◆ **Exercise requirements**: Nothing but the lines from the one with "Where can the front bumper" to the final line should be returned, each exactly as it appears.
○ ○ ○ ○
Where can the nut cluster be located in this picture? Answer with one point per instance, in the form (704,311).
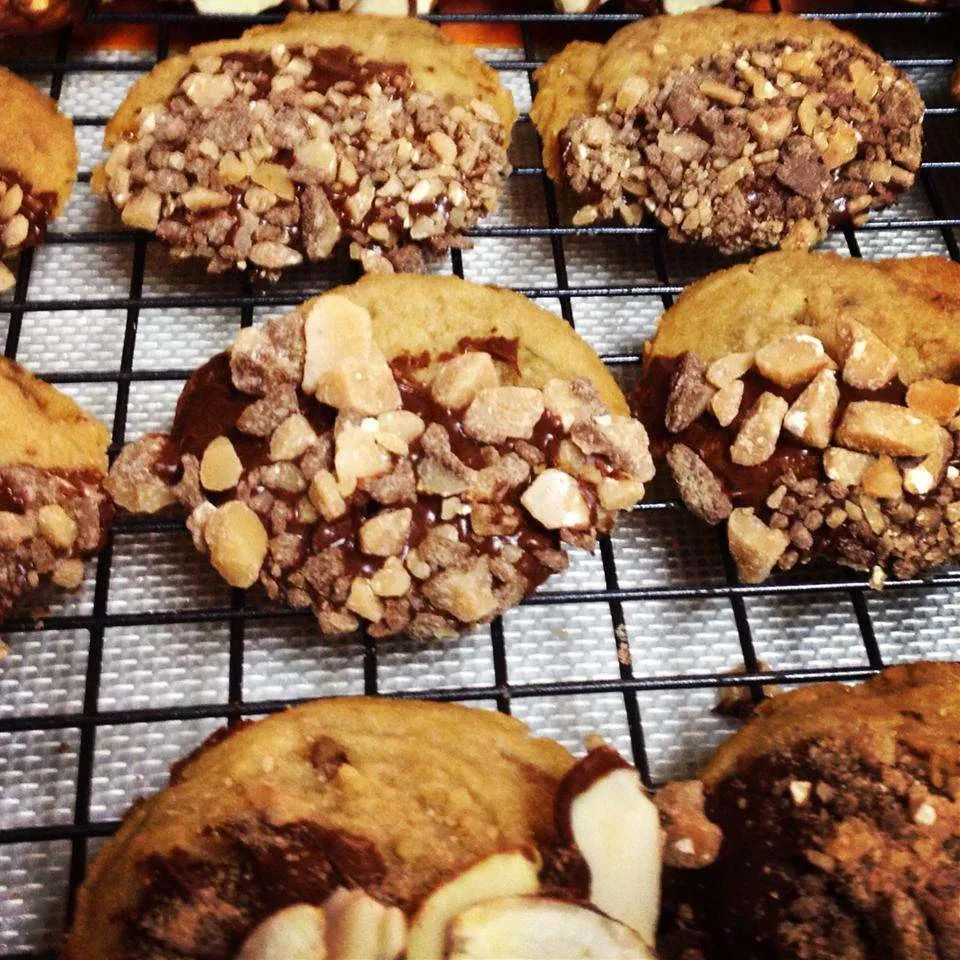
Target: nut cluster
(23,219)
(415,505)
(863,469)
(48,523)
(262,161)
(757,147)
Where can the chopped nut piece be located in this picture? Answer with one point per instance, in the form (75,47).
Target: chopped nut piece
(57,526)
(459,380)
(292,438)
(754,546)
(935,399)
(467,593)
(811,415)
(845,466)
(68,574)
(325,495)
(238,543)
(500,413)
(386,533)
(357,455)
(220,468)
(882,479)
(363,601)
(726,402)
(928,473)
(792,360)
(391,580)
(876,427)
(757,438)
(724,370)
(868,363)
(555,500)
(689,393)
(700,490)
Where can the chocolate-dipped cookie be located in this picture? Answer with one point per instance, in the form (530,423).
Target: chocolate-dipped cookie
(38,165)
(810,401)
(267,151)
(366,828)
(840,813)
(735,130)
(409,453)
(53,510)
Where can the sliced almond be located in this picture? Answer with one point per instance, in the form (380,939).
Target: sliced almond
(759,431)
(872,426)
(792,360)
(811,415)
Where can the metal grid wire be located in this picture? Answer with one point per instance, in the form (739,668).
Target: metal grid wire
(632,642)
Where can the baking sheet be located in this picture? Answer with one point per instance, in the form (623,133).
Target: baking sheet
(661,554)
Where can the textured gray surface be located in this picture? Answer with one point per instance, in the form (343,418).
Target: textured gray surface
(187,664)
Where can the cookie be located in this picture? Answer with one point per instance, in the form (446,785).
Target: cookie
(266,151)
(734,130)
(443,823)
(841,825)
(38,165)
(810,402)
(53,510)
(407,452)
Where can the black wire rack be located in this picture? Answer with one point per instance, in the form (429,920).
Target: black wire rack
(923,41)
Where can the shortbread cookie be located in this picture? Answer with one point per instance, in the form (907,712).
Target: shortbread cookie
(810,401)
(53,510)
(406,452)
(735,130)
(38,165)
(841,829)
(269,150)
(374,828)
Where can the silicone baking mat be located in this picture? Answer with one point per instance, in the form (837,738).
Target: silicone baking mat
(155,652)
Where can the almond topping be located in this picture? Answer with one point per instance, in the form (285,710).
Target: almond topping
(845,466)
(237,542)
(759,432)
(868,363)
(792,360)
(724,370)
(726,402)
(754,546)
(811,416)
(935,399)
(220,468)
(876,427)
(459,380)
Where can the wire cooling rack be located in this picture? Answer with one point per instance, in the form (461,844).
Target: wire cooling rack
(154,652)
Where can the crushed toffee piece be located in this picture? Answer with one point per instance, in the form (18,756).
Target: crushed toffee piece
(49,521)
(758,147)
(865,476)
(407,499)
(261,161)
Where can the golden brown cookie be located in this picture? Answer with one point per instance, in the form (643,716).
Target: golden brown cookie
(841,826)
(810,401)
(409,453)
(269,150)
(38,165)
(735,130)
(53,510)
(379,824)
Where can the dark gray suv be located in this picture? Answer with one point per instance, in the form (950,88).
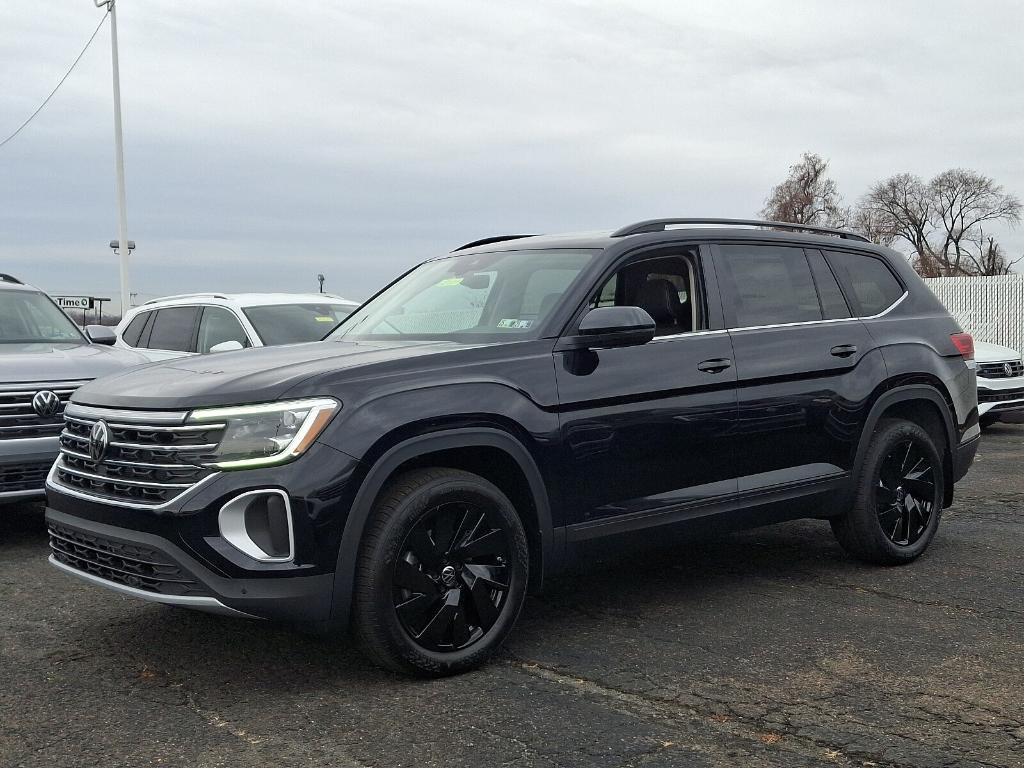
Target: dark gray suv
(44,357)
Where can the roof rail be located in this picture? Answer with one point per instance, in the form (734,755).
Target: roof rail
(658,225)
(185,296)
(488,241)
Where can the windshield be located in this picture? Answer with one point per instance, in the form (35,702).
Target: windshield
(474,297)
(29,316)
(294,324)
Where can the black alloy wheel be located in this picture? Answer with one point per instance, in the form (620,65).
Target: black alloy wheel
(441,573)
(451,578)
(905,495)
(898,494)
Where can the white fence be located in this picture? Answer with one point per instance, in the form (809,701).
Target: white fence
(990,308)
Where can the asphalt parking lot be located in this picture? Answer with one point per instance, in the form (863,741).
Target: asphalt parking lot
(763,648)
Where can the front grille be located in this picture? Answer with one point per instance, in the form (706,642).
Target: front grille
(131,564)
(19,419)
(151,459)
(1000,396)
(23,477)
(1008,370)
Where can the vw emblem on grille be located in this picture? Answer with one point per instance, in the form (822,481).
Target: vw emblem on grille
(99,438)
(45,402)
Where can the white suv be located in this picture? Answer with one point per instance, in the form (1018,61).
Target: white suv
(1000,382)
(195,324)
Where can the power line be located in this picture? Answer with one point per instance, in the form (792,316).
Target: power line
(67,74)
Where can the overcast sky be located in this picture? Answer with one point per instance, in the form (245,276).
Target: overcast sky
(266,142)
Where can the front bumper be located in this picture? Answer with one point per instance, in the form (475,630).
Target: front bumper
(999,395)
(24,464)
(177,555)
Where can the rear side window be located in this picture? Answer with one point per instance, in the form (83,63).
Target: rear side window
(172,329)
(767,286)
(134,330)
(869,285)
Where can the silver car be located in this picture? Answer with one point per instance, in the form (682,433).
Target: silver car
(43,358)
○ ○ ○ ○
◆ **Output of the task**:
Where can the front bumper be located in this picture? Answer with one point per instance, in the form (475,630).
Target: front bumper
(999,395)
(24,464)
(177,555)
Where can the rear side window be located in this picture? Answer with one point per instance, in the form (83,63).
Target: rear side window
(172,329)
(767,286)
(134,330)
(869,285)
Where can the silver car be located in this picture? Answer with one point per instance, in the form (682,433).
Target: silver car
(43,358)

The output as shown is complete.